:: Aim ::
Copy every line below that contains the word "floor".

** Start Given records **

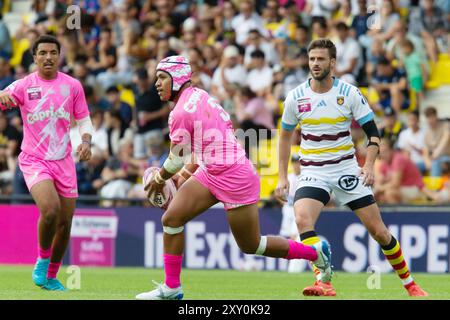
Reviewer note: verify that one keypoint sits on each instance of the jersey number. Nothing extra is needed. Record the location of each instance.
(213, 103)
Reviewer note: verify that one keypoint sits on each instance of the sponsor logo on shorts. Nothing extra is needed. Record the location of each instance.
(348, 182)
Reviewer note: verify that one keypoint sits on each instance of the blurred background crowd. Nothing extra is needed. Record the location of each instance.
(248, 54)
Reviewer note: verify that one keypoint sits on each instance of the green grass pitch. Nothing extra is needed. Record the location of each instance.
(125, 283)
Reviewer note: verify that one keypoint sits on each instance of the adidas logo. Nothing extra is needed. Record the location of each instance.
(322, 104)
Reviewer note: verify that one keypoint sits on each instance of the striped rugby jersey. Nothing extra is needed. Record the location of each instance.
(325, 121)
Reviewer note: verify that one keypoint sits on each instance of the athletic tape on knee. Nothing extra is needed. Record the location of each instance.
(170, 230)
(262, 246)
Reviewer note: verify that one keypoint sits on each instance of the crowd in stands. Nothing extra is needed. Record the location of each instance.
(248, 54)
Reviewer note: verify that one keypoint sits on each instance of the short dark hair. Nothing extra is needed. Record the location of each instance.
(45, 39)
(323, 44)
(112, 89)
(430, 111)
(259, 54)
(341, 26)
(415, 113)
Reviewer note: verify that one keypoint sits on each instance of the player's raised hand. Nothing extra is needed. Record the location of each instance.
(282, 190)
(84, 151)
(368, 175)
(6, 100)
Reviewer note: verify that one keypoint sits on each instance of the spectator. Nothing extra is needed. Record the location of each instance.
(115, 103)
(199, 77)
(105, 56)
(428, 21)
(260, 77)
(319, 28)
(151, 112)
(27, 57)
(256, 42)
(6, 77)
(412, 141)
(158, 153)
(89, 173)
(374, 54)
(81, 73)
(247, 20)
(229, 72)
(348, 55)
(401, 33)
(437, 142)
(360, 24)
(397, 178)
(5, 40)
(321, 8)
(93, 100)
(116, 130)
(384, 21)
(391, 86)
(344, 13)
(119, 175)
(415, 70)
(391, 126)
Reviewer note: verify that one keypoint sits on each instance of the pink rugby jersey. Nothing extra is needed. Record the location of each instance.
(47, 107)
(199, 121)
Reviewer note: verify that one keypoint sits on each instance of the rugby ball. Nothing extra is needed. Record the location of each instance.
(157, 199)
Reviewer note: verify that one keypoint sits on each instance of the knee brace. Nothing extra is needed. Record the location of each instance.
(262, 246)
(170, 230)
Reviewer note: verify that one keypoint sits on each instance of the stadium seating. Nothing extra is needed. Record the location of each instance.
(439, 72)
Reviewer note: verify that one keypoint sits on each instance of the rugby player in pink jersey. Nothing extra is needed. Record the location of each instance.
(48, 99)
(201, 129)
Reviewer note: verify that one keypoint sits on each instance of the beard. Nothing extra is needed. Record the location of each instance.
(323, 75)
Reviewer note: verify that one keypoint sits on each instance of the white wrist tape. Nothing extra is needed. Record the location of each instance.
(85, 126)
(158, 178)
(173, 163)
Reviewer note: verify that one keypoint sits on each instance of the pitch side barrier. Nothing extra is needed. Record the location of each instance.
(132, 236)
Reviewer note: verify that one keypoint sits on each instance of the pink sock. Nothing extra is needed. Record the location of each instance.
(172, 269)
(53, 268)
(45, 253)
(298, 250)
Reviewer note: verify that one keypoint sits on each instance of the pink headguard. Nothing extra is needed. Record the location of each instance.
(178, 68)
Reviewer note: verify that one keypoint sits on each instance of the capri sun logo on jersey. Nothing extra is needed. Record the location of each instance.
(50, 113)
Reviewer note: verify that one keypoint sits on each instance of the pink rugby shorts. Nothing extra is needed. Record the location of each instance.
(61, 172)
(235, 187)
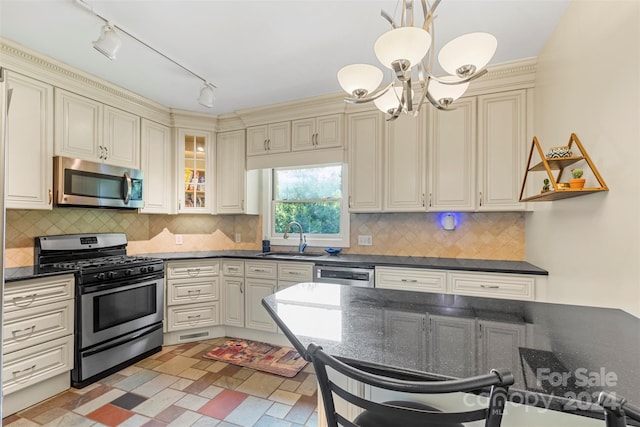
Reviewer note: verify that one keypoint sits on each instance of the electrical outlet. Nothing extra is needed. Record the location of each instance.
(365, 240)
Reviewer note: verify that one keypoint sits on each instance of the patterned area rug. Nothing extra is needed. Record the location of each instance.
(284, 361)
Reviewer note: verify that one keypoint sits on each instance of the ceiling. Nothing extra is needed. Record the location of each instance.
(256, 52)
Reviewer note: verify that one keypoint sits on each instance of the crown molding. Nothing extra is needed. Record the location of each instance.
(25, 61)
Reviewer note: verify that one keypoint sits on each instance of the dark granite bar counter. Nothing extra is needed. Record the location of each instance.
(561, 356)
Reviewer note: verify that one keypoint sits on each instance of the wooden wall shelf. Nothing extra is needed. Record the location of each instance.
(559, 164)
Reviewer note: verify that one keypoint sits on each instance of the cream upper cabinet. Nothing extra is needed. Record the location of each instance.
(269, 139)
(157, 165)
(452, 157)
(89, 130)
(78, 130)
(404, 164)
(319, 132)
(502, 143)
(365, 136)
(121, 138)
(29, 164)
(236, 188)
(195, 170)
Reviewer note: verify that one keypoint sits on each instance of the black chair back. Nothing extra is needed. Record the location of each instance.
(405, 413)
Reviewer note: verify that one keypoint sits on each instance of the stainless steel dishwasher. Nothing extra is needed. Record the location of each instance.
(354, 276)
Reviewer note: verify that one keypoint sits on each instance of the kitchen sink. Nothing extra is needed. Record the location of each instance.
(288, 255)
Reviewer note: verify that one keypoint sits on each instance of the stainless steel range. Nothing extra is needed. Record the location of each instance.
(119, 300)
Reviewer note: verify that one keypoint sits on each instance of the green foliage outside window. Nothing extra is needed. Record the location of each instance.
(310, 196)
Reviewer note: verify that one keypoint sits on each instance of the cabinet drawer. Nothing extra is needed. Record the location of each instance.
(32, 365)
(184, 270)
(192, 290)
(33, 292)
(295, 272)
(193, 315)
(411, 279)
(233, 268)
(493, 285)
(35, 325)
(261, 269)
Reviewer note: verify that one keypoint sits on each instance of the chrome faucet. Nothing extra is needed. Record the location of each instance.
(303, 239)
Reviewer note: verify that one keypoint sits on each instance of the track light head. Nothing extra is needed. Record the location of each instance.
(108, 43)
(206, 97)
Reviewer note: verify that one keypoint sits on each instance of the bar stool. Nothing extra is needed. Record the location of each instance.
(405, 413)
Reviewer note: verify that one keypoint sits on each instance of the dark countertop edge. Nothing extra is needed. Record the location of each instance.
(454, 264)
(15, 274)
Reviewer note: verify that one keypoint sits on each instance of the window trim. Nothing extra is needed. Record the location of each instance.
(268, 208)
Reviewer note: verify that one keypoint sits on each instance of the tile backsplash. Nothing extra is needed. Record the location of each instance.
(477, 235)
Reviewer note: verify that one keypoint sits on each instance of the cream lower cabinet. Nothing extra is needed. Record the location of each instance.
(490, 285)
(37, 340)
(29, 130)
(193, 295)
(157, 164)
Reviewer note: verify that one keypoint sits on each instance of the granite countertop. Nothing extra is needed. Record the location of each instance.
(461, 264)
(556, 352)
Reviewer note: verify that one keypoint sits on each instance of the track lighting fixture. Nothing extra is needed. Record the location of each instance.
(109, 43)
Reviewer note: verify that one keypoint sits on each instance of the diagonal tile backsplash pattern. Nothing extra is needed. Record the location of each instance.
(499, 235)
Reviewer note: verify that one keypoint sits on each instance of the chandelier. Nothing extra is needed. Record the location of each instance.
(403, 49)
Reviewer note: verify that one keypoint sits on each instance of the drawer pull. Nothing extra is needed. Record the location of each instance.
(31, 370)
(26, 332)
(193, 272)
(31, 297)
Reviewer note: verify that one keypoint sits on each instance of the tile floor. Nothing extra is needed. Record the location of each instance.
(177, 387)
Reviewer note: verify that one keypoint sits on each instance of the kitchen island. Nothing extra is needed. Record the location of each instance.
(561, 356)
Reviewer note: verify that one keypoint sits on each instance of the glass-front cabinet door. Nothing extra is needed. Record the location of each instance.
(195, 178)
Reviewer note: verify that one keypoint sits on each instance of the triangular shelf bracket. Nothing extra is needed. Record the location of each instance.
(559, 190)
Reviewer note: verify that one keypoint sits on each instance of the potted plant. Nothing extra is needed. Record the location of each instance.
(578, 180)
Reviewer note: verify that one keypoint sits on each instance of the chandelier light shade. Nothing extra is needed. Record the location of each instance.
(445, 93)
(359, 79)
(206, 97)
(410, 44)
(109, 42)
(404, 50)
(466, 54)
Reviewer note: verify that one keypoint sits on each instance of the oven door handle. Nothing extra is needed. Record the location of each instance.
(121, 341)
(127, 192)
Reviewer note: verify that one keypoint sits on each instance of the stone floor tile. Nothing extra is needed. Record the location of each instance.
(285, 397)
(98, 402)
(211, 392)
(289, 385)
(278, 410)
(249, 411)
(159, 402)
(267, 421)
(155, 385)
(176, 365)
(192, 402)
(260, 384)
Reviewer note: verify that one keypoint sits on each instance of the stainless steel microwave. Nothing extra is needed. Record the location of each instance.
(83, 183)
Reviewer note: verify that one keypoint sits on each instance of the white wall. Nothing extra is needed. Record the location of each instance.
(588, 82)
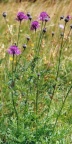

** End Given records **

:: Written solution ::
Reviewer note: verify that one keypoint sits on each instance of the tile floor. Nothing extra is needed. Record the location of each instance.
Reviewer note: verify that one keypoint sits on each instance of the stone floor tile. Nothing extra is needed. Record the location of each instance.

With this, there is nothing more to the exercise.